BEGIN

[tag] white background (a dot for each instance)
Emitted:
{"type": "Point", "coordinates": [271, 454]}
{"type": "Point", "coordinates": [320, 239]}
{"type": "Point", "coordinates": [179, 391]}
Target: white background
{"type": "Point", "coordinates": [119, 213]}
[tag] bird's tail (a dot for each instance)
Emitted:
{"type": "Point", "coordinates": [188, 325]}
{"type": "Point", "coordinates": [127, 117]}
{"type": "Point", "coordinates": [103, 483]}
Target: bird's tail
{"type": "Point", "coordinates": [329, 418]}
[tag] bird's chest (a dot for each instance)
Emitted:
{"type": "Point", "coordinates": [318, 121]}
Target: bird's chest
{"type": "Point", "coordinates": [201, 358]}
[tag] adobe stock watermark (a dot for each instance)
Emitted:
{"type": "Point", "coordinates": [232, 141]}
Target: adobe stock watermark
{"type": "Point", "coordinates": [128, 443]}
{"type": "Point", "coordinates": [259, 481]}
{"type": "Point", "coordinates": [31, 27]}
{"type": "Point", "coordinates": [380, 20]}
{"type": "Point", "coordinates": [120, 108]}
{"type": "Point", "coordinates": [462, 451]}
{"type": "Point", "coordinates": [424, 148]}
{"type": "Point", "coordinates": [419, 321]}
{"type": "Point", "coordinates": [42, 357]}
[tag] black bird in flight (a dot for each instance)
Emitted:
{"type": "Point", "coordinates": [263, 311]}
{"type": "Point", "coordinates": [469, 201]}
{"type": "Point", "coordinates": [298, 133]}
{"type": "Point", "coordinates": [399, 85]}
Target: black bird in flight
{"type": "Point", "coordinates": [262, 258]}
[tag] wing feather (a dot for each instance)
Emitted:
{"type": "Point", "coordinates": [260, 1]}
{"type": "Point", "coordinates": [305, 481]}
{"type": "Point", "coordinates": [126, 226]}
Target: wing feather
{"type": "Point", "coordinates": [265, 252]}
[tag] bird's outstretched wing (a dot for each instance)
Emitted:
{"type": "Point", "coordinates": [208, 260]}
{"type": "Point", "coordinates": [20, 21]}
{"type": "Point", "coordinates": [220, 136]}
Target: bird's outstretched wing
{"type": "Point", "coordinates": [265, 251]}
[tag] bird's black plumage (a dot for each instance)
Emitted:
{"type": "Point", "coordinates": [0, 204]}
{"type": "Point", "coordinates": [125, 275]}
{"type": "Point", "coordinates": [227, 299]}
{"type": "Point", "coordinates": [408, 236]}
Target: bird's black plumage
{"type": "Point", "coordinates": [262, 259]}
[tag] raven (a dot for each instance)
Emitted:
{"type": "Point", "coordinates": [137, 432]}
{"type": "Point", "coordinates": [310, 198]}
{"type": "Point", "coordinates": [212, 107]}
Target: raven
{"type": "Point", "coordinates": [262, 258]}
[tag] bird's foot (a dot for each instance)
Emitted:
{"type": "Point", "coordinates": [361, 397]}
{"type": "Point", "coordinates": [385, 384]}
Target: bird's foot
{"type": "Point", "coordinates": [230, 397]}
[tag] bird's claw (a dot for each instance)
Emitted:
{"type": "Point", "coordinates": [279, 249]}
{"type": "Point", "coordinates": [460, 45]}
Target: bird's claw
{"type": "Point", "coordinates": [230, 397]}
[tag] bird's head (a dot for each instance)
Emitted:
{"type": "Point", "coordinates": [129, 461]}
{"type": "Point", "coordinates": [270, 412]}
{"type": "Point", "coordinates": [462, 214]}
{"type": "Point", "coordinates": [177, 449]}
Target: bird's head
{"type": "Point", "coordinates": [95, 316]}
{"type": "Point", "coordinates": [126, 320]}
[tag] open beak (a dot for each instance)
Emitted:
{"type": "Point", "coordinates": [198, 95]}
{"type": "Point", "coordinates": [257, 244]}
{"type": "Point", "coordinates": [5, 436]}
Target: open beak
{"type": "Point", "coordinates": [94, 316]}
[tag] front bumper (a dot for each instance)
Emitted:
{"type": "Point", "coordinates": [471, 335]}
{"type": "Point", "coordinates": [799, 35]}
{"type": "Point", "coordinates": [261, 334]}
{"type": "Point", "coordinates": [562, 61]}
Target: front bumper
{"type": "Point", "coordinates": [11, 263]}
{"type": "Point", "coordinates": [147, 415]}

END

**Exercise instructions**.
All of the entries must be quoted exactly; please include each one.

**Task result**.
[tag] white background (a dot for each instance)
Emitted:
{"type": "Point", "coordinates": [271, 454]}
{"type": "Point", "coordinates": [320, 239]}
{"type": "Point", "coordinates": [179, 391]}
Target: white background
{"type": "Point", "coordinates": [119, 213]}
[tag] bird's tail (a dot for each instance)
Emitted:
{"type": "Point", "coordinates": [188, 325]}
{"type": "Point", "coordinates": [127, 117]}
{"type": "Point", "coordinates": [103, 483]}
Target: bird's tail
{"type": "Point", "coordinates": [329, 418]}
[tag] bird's chest (a dot for each instance)
Emitted:
{"type": "Point", "coordinates": [318, 121]}
Target: bird's chest
{"type": "Point", "coordinates": [201, 358]}
[tag] adobe stock watermark (a dot for each instance)
Emitted:
{"type": "Point", "coordinates": [232, 141]}
Target: adobe stock watermark
{"type": "Point", "coordinates": [128, 443]}
{"type": "Point", "coordinates": [259, 481]}
{"type": "Point", "coordinates": [31, 27]}
{"type": "Point", "coordinates": [380, 20]}
{"type": "Point", "coordinates": [120, 108]}
{"type": "Point", "coordinates": [462, 451]}
{"type": "Point", "coordinates": [424, 148]}
{"type": "Point", "coordinates": [419, 321]}
{"type": "Point", "coordinates": [42, 357]}
[tag] black bird in flight (a dot for each instance)
Emitted:
{"type": "Point", "coordinates": [263, 311]}
{"type": "Point", "coordinates": [469, 201]}
{"type": "Point", "coordinates": [298, 133]}
{"type": "Point", "coordinates": [399, 85]}
Target: black bird in flight
{"type": "Point", "coordinates": [262, 258]}
[tag] wing feather (a dot for each instance)
Emitted:
{"type": "Point", "coordinates": [260, 1]}
{"type": "Point", "coordinates": [305, 481]}
{"type": "Point", "coordinates": [126, 226]}
Target: wing feather
{"type": "Point", "coordinates": [265, 252]}
[tag] bird's outstretched wing (a dot for each instance)
Emitted:
{"type": "Point", "coordinates": [208, 260]}
{"type": "Point", "coordinates": [20, 21]}
{"type": "Point", "coordinates": [220, 136]}
Target: bird's outstretched wing
{"type": "Point", "coordinates": [265, 251]}
[tag] bird's black plumage (a dot for each instance)
Emitted:
{"type": "Point", "coordinates": [0, 204]}
{"type": "Point", "coordinates": [125, 275]}
{"type": "Point", "coordinates": [227, 299]}
{"type": "Point", "coordinates": [408, 236]}
Target: bird's black plumage
{"type": "Point", "coordinates": [262, 259]}
[tag] raven (a dot for each instance)
Emitted:
{"type": "Point", "coordinates": [137, 432]}
{"type": "Point", "coordinates": [310, 198]}
{"type": "Point", "coordinates": [212, 107]}
Target: raven
{"type": "Point", "coordinates": [262, 258]}
[tag] bird's foot (a dot for each instance)
Emitted:
{"type": "Point", "coordinates": [361, 397]}
{"type": "Point", "coordinates": [385, 384]}
Target: bird's foot
{"type": "Point", "coordinates": [230, 397]}
[tag] bird's claw (a dot for each instance)
Emitted:
{"type": "Point", "coordinates": [279, 249]}
{"type": "Point", "coordinates": [460, 45]}
Target: bird's claw
{"type": "Point", "coordinates": [230, 397]}
[tag] bird's head (a dot for each instance)
Emitted:
{"type": "Point", "coordinates": [129, 461]}
{"type": "Point", "coordinates": [270, 412]}
{"type": "Point", "coordinates": [462, 214]}
{"type": "Point", "coordinates": [177, 449]}
Target: bird's head
{"type": "Point", "coordinates": [95, 316]}
{"type": "Point", "coordinates": [126, 320]}
[tag] open beak (a dot for each instance)
Emitted:
{"type": "Point", "coordinates": [198, 95]}
{"type": "Point", "coordinates": [257, 244]}
{"type": "Point", "coordinates": [5, 436]}
Target: open beak
{"type": "Point", "coordinates": [94, 316]}
[tag] front bumper (a dot for each instance)
Emitted:
{"type": "Point", "coordinates": [471, 335]}
{"type": "Point", "coordinates": [799, 35]}
{"type": "Point", "coordinates": [261, 334]}
{"type": "Point", "coordinates": [562, 61]}
Target: front bumper
{"type": "Point", "coordinates": [11, 263]}
{"type": "Point", "coordinates": [147, 415]}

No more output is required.